◆ **Data listing**
==============================

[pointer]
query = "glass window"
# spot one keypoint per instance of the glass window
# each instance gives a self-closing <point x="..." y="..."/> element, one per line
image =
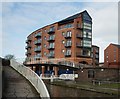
<point x="52" y="45"/>
<point x="45" y="53"/>
<point x="91" y="73"/>
<point x="45" y="38"/>
<point x="68" y="51"/>
<point x="69" y="34"/>
<point x="63" y="41"/>
<point x="45" y="45"/>
<point x="63" y="50"/>
<point x="86" y="52"/>
<point x="86" y="43"/>
<point x="63" y="33"/>
<point x="87" y="26"/>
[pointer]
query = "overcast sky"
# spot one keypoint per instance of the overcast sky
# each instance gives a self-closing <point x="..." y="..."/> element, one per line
<point x="20" y="19"/>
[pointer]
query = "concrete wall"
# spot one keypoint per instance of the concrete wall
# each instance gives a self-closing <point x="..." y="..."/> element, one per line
<point x="99" y="74"/>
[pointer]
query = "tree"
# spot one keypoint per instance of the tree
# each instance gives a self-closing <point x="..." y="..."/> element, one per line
<point x="9" y="57"/>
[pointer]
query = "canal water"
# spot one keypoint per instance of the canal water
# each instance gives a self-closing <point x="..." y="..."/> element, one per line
<point x="60" y="91"/>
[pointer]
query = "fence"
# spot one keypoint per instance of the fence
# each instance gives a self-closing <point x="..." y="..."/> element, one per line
<point x="34" y="79"/>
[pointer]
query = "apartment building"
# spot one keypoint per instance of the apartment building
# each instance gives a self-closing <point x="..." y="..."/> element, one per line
<point x="95" y="55"/>
<point x="70" y="38"/>
<point x="112" y="56"/>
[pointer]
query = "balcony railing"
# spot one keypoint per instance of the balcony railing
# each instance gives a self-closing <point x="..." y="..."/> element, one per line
<point x="28" y="46"/>
<point x="28" y="52"/>
<point x="51" y="55"/>
<point x="79" y="45"/>
<point x="51" y="31"/>
<point x="79" y="26"/>
<point x="37" y="42"/>
<point x="68" y="45"/>
<point x="67" y="54"/>
<point x="28" y="40"/>
<point x="51" y="39"/>
<point x="37" y="49"/>
<point x="51" y="47"/>
<point x="79" y="54"/>
<point x="79" y="36"/>
<point x="38" y="35"/>
<point x="67" y="36"/>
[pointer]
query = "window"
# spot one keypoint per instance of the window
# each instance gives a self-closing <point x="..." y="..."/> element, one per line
<point x="45" y="45"/>
<point x="45" y="38"/>
<point x="87" y="34"/>
<point x="92" y="55"/>
<point x="68" y="25"/>
<point x="63" y="50"/>
<point x="68" y="43"/>
<point x="68" y="52"/>
<point x="86" y="52"/>
<point x="45" y="30"/>
<point x="96" y="56"/>
<point x="52" y="28"/>
<point x="87" y="25"/>
<point x="52" y="45"/>
<point x="45" y="53"/>
<point x="52" y="37"/>
<point x="63" y="33"/>
<point x="51" y="53"/>
<point x="69" y="34"/>
<point x="65" y="26"/>
<point x="91" y="73"/>
<point x="86" y="43"/>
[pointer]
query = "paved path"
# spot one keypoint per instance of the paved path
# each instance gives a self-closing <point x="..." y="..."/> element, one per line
<point x="15" y="85"/>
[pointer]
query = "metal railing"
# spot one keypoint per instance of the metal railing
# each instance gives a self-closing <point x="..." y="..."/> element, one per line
<point x="34" y="79"/>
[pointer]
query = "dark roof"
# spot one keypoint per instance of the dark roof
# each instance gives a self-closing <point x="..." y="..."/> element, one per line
<point x="116" y="45"/>
<point x="73" y="17"/>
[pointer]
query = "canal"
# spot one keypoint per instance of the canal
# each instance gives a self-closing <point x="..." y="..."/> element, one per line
<point x="60" y="91"/>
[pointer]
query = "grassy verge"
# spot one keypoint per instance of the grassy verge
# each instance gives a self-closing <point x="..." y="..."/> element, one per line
<point x="112" y="89"/>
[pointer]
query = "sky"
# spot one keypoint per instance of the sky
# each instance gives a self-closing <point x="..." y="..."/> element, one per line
<point x="19" y="19"/>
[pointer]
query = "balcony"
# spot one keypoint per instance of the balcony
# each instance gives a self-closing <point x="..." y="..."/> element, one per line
<point x="79" y="54"/>
<point x="37" y="42"/>
<point x="51" y="48"/>
<point x="51" y="38"/>
<point x="79" y="45"/>
<point x="28" y="46"/>
<point x="28" y="40"/>
<point x="37" y="49"/>
<point x="28" y="52"/>
<point x="67" y="36"/>
<point x="67" y="54"/>
<point x="51" y="56"/>
<point x="51" y="30"/>
<point x="79" y="26"/>
<point x="79" y="36"/>
<point x="38" y="35"/>
<point x="68" y="45"/>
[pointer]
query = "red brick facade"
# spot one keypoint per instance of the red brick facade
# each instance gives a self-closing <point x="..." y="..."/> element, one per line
<point x="70" y="38"/>
<point x="112" y="56"/>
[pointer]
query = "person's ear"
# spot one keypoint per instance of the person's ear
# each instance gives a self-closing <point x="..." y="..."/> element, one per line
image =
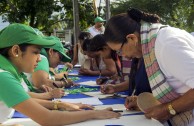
<point x="132" y="38"/>
<point x="15" y="51"/>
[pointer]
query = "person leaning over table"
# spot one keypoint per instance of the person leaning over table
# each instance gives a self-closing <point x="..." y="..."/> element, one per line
<point x="78" y="56"/>
<point x="137" y="82"/>
<point x="98" y="27"/>
<point x="168" y="55"/>
<point x="47" y="93"/>
<point x="51" y="56"/>
<point x="14" y="61"/>
<point x="98" y="65"/>
<point x="98" y="42"/>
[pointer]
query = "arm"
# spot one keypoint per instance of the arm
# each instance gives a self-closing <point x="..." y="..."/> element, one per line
<point x="41" y="77"/>
<point x="110" y="88"/>
<point x="46" y="117"/>
<point x="110" y="67"/>
<point x="54" y="93"/>
<point x="109" y="71"/>
<point x="181" y="104"/>
<point x="75" y="55"/>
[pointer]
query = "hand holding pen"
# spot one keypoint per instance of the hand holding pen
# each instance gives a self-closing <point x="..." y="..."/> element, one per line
<point x="107" y="88"/>
<point x="131" y="102"/>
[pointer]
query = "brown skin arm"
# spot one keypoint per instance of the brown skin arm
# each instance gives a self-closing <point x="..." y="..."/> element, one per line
<point x="110" y="68"/>
<point x="109" y="71"/>
<point x="41" y="77"/>
<point x="181" y="104"/>
<point x="47" y="117"/>
<point x="75" y="55"/>
<point x="110" y="88"/>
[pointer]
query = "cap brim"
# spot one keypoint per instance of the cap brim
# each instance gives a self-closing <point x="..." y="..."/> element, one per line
<point x="42" y="41"/>
<point x="65" y="57"/>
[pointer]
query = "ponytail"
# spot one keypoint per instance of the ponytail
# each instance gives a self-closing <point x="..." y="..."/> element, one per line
<point x="138" y="15"/>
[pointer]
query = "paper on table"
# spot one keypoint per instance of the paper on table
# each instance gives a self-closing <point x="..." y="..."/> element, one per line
<point x="89" y="83"/>
<point x="117" y="107"/>
<point x="138" y="120"/>
<point x="97" y="94"/>
<point x="114" y="106"/>
<point x="89" y="101"/>
<point x="100" y="95"/>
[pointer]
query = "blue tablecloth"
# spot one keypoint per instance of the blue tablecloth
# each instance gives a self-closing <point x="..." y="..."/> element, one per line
<point x="107" y="101"/>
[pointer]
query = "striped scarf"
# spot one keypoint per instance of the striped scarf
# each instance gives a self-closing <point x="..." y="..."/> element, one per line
<point x="160" y="87"/>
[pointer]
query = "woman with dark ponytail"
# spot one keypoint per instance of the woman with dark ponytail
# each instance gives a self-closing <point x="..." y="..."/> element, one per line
<point x="168" y="55"/>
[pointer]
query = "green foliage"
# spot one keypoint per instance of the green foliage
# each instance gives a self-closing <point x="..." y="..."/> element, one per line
<point x="39" y="13"/>
<point x="177" y="13"/>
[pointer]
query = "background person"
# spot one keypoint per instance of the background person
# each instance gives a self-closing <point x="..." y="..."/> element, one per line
<point x="98" y="27"/>
<point x="14" y="61"/>
<point x="78" y="56"/>
<point x="169" y="59"/>
<point x="97" y="65"/>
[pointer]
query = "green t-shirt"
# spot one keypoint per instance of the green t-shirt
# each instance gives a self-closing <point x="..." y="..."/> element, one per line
<point x="11" y="90"/>
<point x="43" y="64"/>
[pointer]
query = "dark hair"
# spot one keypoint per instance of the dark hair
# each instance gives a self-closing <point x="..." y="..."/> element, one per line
<point x="119" y="26"/>
<point x="86" y="44"/>
<point x="97" y="43"/>
<point x="4" y="51"/>
<point x="84" y="35"/>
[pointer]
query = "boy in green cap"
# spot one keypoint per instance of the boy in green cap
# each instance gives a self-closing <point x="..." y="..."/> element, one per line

==============================

◆ **EXERCISE DIRECTIONS**
How many lines in the records above contain the string "window"? Matching is case-sensitive. Reply with the number alone.

◆ **COMPLETE ANSWER**
4